Excerpts from location labeling data:
-=-=-

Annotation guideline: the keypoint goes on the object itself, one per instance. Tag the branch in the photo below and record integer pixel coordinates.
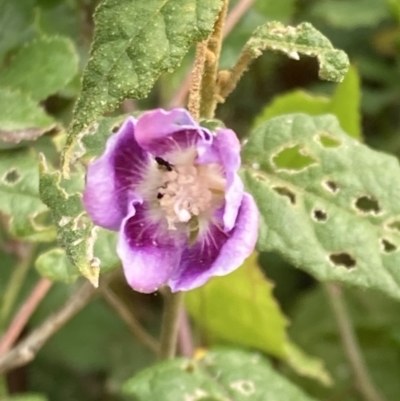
(26, 350)
(139, 332)
(233, 17)
(351, 347)
(22, 317)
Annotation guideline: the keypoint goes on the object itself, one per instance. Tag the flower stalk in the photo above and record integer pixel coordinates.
(170, 323)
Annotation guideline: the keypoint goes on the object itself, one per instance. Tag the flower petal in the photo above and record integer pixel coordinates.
(161, 132)
(149, 253)
(111, 178)
(218, 253)
(228, 147)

-=-=-

# Goal
Please write out all of the lines above word for word, leaving the pictures out of your answer.

# Task solution
Annotation guideline: the keypoint goes on the object itself, one per instance. Tag the branch in the photo below and record integer pixel coordinates.
(26, 350)
(139, 332)
(233, 17)
(351, 347)
(22, 317)
Annotation guideline: the keypoint goes on the object itself, one per instance. Tag the flower stalk in the photo above and record integer pixel coordinates.
(170, 323)
Annotation guideline: the keypoint goes on the object itself, one per instance. Tag the flower petal in the photo above and record integer pixel coordinates.
(161, 132)
(149, 253)
(111, 178)
(218, 253)
(228, 147)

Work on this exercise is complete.